With the pictures left out, copy the listing below exactly.

— start —

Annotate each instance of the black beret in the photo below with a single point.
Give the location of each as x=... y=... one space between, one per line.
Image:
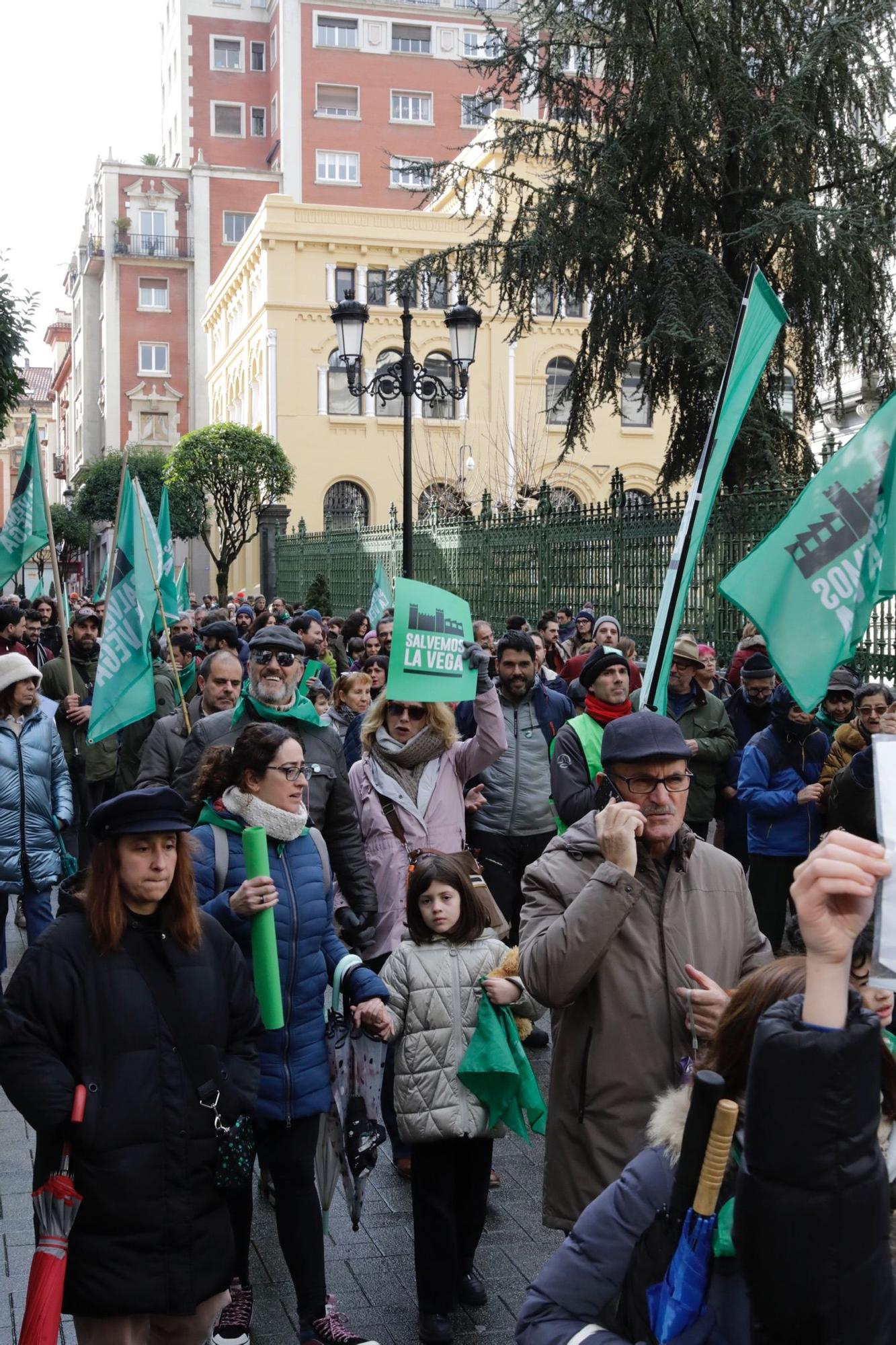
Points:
x=139 y=812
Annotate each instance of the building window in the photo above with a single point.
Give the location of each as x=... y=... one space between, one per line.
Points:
x=377 y=289
x=557 y=379
x=337 y=33
x=153 y=294
x=544 y=301
x=411 y=38
x=635 y=407
x=337 y=102
x=444 y=407
x=236 y=225
x=333 y=166
x=787 y=399
x=389 y=406
x=475 y=111
x=227 y=119
x=412 y=174
x=154 y=427
x=339 y=400
x=412 y=107
x=227 y=54
x=153 y=358
x=345 y=280
x=345 y=502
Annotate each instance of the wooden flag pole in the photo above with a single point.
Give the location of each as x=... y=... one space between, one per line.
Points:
x=54 y=562
x=111 y=568
x=165 y=622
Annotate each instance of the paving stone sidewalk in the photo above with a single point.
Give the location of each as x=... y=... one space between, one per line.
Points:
x=372 y=1272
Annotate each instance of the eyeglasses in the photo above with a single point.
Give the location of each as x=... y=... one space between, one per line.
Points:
x=415 y=712
x=286 y=658
x=291 y=773
x=676 y=783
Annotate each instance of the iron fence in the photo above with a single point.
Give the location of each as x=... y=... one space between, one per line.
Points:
x=614 y=555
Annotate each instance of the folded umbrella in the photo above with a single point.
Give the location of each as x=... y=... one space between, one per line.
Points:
x=678 y=1300
x=495 y=1070
x=56 y=1204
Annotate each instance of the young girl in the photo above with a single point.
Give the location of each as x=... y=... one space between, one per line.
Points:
x=434 y=983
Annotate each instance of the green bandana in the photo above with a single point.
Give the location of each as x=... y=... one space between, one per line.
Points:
x=302 y=709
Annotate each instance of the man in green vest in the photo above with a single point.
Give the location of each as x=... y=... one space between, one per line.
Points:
x=575 y=754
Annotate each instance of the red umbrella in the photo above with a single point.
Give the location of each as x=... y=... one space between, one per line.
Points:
x=56 y=1204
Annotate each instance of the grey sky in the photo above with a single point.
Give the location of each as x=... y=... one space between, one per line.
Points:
x=77 y=81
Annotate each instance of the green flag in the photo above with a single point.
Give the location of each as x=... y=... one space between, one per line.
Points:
x=760 y=321
x=811 y=584
x=184 y=588
x=100 y=592
x=380 y=595
x=427 y=644
x=124 y=692
x=166 y=579
x=25 y=529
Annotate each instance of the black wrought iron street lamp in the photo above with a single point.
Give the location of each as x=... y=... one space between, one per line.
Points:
x=405 y=379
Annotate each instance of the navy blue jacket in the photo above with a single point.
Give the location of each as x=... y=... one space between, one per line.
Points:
x=552 y=711
x=295 y=1073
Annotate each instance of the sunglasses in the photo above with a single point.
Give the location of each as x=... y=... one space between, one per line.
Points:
x=415 y=712
x=286 y=658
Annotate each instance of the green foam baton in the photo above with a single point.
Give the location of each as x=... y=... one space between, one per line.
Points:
x=264 y=942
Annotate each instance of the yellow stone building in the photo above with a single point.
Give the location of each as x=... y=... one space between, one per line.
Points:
x=274 y=367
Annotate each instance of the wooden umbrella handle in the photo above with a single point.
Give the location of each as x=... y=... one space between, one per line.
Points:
x=716 y=1157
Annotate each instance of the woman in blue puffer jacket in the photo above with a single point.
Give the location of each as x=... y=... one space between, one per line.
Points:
x=263 y=783
x=34 y=790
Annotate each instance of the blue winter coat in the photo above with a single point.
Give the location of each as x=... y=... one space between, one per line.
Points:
x=774 y=770
x=295 y=1073
x=583 y=1278
x=33 y=767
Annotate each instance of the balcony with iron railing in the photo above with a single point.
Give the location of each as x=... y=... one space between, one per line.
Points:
x=154 y=245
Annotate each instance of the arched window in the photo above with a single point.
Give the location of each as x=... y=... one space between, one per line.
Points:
x=637 y=411
x=342 y=502
x=339 y=400
x=389 y=406
x=787 y=399
x=443 y=408
x=450 y=501
x=556 y=383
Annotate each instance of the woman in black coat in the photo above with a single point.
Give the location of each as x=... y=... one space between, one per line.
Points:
x=147 y=1003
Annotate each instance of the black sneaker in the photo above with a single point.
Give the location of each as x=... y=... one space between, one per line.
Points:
x=236 y=1320
x=333 y=1330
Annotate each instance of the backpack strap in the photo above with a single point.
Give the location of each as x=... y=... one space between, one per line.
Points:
x=321 y=845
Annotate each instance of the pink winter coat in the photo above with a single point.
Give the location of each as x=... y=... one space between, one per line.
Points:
x=443 y=822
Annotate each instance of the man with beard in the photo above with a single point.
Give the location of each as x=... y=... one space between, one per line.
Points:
x=220 y=683
x=276 y=665
x=623 y=917
x=91 y=765
x=575 y=757
x=516 y=822
x=749 y=712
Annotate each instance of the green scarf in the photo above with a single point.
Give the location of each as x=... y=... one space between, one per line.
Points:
x=302 y=711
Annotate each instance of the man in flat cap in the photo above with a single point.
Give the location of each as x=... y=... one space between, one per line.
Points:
x=624 y=915
x=271 y=696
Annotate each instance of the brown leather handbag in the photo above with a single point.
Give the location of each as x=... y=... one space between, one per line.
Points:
x=495 y=919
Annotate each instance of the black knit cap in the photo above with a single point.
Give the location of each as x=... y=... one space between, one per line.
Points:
x=604 y=657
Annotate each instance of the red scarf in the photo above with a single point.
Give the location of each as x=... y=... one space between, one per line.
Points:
x=604 y=714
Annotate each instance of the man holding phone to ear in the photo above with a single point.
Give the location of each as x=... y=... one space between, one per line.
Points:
x=627 y=917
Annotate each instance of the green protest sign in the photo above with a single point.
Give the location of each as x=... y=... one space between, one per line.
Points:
x=427 y=644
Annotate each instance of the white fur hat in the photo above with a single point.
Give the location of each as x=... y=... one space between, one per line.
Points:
x=17 y=668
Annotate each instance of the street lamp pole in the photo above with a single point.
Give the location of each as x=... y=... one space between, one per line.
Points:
x=407 y=380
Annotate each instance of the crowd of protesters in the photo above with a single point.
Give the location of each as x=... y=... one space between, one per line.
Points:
x=639 y=870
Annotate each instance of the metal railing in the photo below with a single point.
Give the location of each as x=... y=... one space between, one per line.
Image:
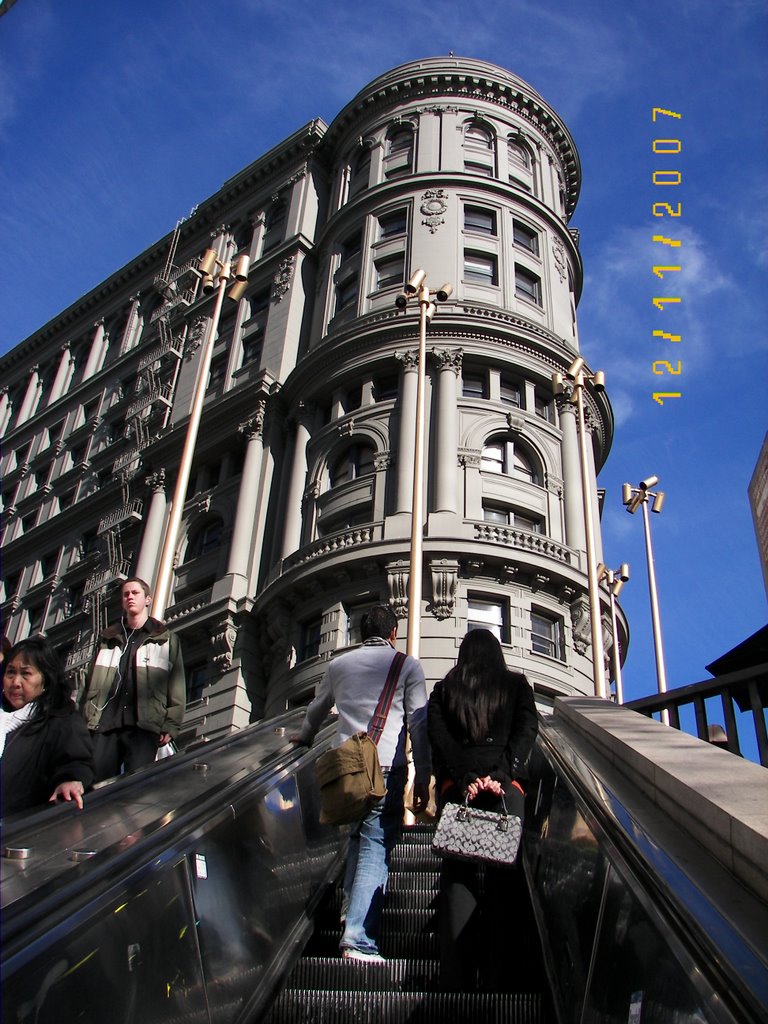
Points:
x=745 y=690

— end —

◆ **The response**:
Annotate each instance of the black beret in the photo below with a single point.
Give the location of each as x=... y=... one space between, one per line.
Image:
Points:
x=139 y=812
Annotate each instance of the building window in the photo above with a single point.
Give the location of each as x=... y=... one space between, one per line.
Points:
x=377 y=289
x=557 y=379
x=337 y=33
x=153 y=294
x=544 y=301
x=411 y=38
x=635 y=407
x=337 y=102
x=444 y=407
x=236 y=225
x=333 y=166
x=787 y=399
x=389 y=406
x=475 y=111
x=227 y=119
x=412 y=174
x=154 y=427
x=339 y=400
x=412 y=107
x=227 y=54
x=153 y=358
x=345 y=280
x=345 y=502
Annotate each instance of the wooden flag pole in the photo above with a single point.
Give the location of each as x=... y=... one space between, one per line.
Points:
x=54 y=562
x=111 y=568
x=165 y=622
Annotate each instance of the paving stone sidewalk in the photo above with a single point.
Give the location of each as x=... y=... one space between, one per line.
Points:
x=372 y=1272
Annotate each instance of the eyeglasses in the photo above with a single point.
Give the location of each as x=... y=... one space between, one per line.
Points:
x=415 y=712
x=286 y=658
x=291 y=773
x=676 y=783
Annotate each instance of the iron fence in the photo above with a single point.
Give the location of each as x=... y=... one space between, one per line.
Points:
x=614 y=555
Annotate each instance of the folded umbrella in the photo above with a single point.
Give the location of each as x=... y=... one space between, one per line.
Points:
x=678 y=1300
x=495 y=1070
x=56 y=1204
Annotate each instance of the young girl in the photo above with a single point.
Give the location of each as x=... y=... one space between, one per line.
Points:
x=434 y=983
Annotate each instance of the green bandana in the photo above with a single point.
Give the location of each as x=... y=... one space between, one per line.
Points:
x=302 y=709
Annotate each instance of the man in green vest in the photo above with a single point.
Give the location of each as x=... y=... one space between, one per line.
Points:
x=575 y=754
Annotate each instance of the red umbrella in the photo above with a single point.
Give the location of each as x=... y=... one space between, one per line.
Points:
x=56 y=1204
Annotate each instance of the grey sky in the photo above with a single point.
Give the location of each as x=... y=... one space between, one per line.
Points:
x=77 y=81
Annotate each instance of the green flag in the photo above with a single point.
Give the location of each as x=... y=... one space between, one per line.
Points:
x=760 y=321
x=811 y=584
x=184 y=588
x=100 y=592
x=380 y=595
x=427 y=644
x=124 y=692
x=166 y=579
x=25 y=529
Annotate each instance of the black wrought iron street lamp in the photo above with a single point.
Give the location of each as x=... y=... one space between, one per line.
Points:
x=405 y=379
Annotate each instance of the navy blue jacket in the photo above with a single point.
Give the location of each as x=... y=... one space between, one per line.
Points:
x=552 y=711
x=295 y=1073
Annotate each instance of the sunglasses in the photo above with a single point.
Give the location of each as x=... y=... one space between, one per line.
Points:
x=415 y=712
x=286 y=658
Annotate each instance of the green foam baton in the photo above with a single point.
Give the location of each as x=... y=... one space between, one per line.
Points:
x=264 y=942
Annotate each instance of the yellow stone building in the photo above with a single point.
Give the location of each as x=... y=... one space between, one per line.
Points:
x=274 y=367
Annotate each instance of the wooden umbrella handle in the photo above with a single point.
Give the location of each as x=... y=... one space between, one per line.
Points:
x=716 y=1157
Annotate each instance of the woman in blue puffer jacket in the photo above with a single point.
Give the location of each as x=... y=... one space between, one per line.
Points:
x=263 y=783
x=34 y=790
Annotate each instance of the blue winter coat in the photo above with a single point.
Give the location of each as x=... y=... one space between, one per line.
Points:
x=774 y=770
x=295 y=1073
x=583 y=1278
x=33 y=767
Annotate each instance of the balcony with iron railing in the photo above with a single point.
Give the location of each as x=... y=... one space between, one per line.
Points:
x=154 y=245
Annotate each instance of the arched window in the photo above with a single point.
Give the location of each as x=... y=... one space between, one per line.
Points:
x=637 y=411
x=342 y=502
x=339 y=400
x=389 y=406
x=787 y=399
x=443 y=408
x=450 y=501
x=556 y=383
Annotate each instance of the woman in black coat in the photo above with a single point.
Give the location of each as x=... y=... one space between, one per line.
Points:
x=147 y=1003
Annotate each instance of the black sneaker in the photo above with a single point.
Give the location of each as x=... y=... one space between, one per line.
Points:
x=236 y=1320
x=333 y=1330
Annotate each instance of the backpack strap in the photo above with a single point.
Give the location of each as x=... y=... one space between, one per line.
Points:
x=321 y=845
Annotate each instance of the pink winter coat in the photo above with a single point.
Give the location of each as x=... y=... one space between, one per line.
Points:
x=443 y=822
Annotate each instance of the man with beard in the photo above with a single point.
Give the location of each as x=... y=... one space between, one per line.
Points:
x=220 y=683
x=276 y=665
x=623 y=917
x=91 y=765
x=575 y=757
x=516 y=822
x=749 y=712
Annotate each instance of the green scarf in the photo above with a single point.
Give the location of each as x=... y=... one space between, one per line.
Points:
x=302 y=711
Annotate each instance of the man in flat cap in the photo above with a single point.
Give the location of each as x=... y=... one space between, one per line.
Points:
x=624 y=915
x=271 y=696
Annotate each instance of the brown leather handbag in the photo above with a single point.
Give the location of each as x=... y=... one space between, one per line.
Points:
x=495 y=919
Annotate each instance of the black knit cap in the photo above with a single point.
Give the location of each as x=... y=... one space between, one per line.
Points:
x=604 y=657
Annotate each instance of the red scarf in the photo above with a single point.
Give the location of each as x=... y=... one space between, one per line.
Points:
x=604 y=714
Annotate each instance of the man holding phone to ear in the photo above with a single point.
Give the location of each as x=... y=... one space between, one per line.
Points:
x=627 y=917
Annotate each instance of the green protest sign in the photo above with a single point.
Give the location of each as x=... y=... one space between, one per line.
Points:
x=427 y=644
Annotate each instance of the white fur hat in the photo above with a single point.
Give the location of each as x=... y=... one space between, one per line.
Points:
x=17 y=668
Annotate each instance of the street lamp pole in the photo above with a single point.
Give the location of each as x=... y=... one space between, one per line.
Points:
x=407 y=380
Annotate each instance of the crowd of protesters in the photo above with a single point.
Give the location of each as x=... y=... one space between, one per line.
Points:
x=639 y=870
Annotate each instance of the metal railing in the photo below with a single point.
Give the location of each as x=... y=... one space between, one per line.
Image:
Points:
x=745 y=690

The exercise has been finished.